Data listing:
========

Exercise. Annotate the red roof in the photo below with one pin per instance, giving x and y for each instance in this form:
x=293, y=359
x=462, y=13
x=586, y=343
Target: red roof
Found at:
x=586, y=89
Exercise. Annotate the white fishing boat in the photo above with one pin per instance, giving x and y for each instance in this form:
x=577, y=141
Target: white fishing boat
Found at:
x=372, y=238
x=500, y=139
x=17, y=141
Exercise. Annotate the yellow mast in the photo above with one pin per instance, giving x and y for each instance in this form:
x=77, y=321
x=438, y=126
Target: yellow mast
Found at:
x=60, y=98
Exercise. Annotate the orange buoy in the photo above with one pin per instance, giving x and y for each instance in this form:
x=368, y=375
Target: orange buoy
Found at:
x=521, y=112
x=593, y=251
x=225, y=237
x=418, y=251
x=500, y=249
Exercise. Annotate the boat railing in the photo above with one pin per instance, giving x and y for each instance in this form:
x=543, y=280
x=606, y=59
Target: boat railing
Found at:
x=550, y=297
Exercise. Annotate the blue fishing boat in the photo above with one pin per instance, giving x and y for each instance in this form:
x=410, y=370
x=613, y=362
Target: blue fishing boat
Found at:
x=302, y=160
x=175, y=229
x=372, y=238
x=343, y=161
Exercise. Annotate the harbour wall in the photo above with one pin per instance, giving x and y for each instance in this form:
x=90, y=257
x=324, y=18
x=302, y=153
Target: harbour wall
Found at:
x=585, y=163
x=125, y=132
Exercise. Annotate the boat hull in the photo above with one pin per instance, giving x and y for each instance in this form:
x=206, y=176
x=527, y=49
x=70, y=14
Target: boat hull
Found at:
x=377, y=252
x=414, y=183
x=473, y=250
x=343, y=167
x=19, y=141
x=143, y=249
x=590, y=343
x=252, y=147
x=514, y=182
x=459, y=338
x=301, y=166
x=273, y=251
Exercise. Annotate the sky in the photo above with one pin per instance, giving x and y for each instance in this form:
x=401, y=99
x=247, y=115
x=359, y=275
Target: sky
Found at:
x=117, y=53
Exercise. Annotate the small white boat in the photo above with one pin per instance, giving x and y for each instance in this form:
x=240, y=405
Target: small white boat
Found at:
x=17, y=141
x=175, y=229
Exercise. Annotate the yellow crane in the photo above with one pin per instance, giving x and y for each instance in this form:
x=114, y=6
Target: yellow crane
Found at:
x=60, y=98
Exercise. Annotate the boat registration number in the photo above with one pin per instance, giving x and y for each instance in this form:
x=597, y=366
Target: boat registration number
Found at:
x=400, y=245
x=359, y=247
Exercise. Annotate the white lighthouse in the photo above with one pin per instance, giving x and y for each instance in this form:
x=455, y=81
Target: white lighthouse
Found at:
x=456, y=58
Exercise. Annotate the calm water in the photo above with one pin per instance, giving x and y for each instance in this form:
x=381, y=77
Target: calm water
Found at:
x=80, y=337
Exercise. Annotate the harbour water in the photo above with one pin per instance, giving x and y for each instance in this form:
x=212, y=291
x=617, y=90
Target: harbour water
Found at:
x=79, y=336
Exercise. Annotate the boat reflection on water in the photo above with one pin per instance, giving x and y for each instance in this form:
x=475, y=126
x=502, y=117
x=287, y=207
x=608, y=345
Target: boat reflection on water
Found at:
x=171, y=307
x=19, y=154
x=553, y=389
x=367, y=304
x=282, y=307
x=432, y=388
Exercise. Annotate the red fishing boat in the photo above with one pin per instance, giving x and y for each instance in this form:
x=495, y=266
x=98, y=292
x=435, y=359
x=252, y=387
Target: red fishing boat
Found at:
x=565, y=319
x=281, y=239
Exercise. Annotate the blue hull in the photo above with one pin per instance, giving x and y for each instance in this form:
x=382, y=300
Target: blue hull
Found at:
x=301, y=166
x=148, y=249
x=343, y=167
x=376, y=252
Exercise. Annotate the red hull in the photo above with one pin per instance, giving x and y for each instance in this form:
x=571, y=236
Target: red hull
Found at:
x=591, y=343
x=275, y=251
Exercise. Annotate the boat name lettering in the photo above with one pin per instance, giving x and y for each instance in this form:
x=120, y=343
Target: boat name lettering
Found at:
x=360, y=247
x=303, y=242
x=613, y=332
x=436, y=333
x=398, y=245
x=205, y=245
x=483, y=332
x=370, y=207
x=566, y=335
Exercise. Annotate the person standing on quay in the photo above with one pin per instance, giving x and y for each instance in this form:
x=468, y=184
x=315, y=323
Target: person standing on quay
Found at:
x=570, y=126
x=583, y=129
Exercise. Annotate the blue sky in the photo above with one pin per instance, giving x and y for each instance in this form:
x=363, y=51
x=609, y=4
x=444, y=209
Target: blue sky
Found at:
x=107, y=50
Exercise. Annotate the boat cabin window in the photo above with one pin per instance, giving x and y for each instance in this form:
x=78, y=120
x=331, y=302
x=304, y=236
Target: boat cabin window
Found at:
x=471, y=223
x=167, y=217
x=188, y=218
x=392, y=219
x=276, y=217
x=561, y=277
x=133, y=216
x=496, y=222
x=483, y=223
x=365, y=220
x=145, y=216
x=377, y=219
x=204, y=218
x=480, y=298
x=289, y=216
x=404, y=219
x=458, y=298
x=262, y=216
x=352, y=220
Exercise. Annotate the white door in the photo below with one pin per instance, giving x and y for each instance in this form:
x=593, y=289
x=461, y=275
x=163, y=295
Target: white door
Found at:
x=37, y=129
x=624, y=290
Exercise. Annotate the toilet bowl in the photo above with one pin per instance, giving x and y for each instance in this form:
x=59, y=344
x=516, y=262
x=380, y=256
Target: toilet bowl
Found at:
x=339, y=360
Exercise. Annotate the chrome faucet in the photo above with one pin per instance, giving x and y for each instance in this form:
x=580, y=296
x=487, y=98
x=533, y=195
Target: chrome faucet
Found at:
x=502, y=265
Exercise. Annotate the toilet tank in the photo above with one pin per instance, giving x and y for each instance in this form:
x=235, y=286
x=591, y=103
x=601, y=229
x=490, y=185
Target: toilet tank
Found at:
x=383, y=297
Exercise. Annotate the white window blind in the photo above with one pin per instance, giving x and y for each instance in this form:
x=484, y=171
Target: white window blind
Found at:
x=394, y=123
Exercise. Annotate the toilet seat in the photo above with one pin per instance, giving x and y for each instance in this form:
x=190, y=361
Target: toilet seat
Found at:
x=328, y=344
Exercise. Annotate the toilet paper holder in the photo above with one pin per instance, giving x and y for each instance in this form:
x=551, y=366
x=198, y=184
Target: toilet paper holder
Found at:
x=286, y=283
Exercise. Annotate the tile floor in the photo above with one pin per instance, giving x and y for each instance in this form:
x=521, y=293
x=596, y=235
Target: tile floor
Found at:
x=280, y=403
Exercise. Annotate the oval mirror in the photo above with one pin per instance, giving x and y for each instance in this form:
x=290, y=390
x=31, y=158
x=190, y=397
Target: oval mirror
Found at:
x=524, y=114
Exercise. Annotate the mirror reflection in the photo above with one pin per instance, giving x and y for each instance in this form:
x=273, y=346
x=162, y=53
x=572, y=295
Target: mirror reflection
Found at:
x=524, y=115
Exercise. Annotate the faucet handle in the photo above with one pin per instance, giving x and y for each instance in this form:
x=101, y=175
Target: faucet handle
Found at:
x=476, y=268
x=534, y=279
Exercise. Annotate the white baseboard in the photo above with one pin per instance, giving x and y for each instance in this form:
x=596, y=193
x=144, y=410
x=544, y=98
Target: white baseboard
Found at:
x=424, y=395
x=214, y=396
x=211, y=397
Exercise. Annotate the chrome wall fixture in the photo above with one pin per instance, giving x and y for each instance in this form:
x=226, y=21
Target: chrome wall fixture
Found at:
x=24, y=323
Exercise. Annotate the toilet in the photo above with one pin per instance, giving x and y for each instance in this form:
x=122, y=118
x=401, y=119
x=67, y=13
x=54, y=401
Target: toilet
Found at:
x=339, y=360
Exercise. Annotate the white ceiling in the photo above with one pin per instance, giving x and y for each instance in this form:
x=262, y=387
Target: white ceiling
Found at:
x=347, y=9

========

JOB:
Can you retype the lines of the listing from the one containing "Exercise. Annotate the boat cabin" through the one containing "x=483, y=223", with both of those lines included?

TASK RESULT:
Exercise. Annotate the boat cabin window in the photo above with one pin per instance, giving x and y for each instance in this form:
x=78, y=120
x=331, y=302
x=304, y=236
Target: boat cabin window
Found at:
x=471, y=223
x=167, y=217
x=188, y=218
x=392, y=219
x=276, y=217
x=561, y=277
x=133, y=216
x=496, y=222
x=483, y=223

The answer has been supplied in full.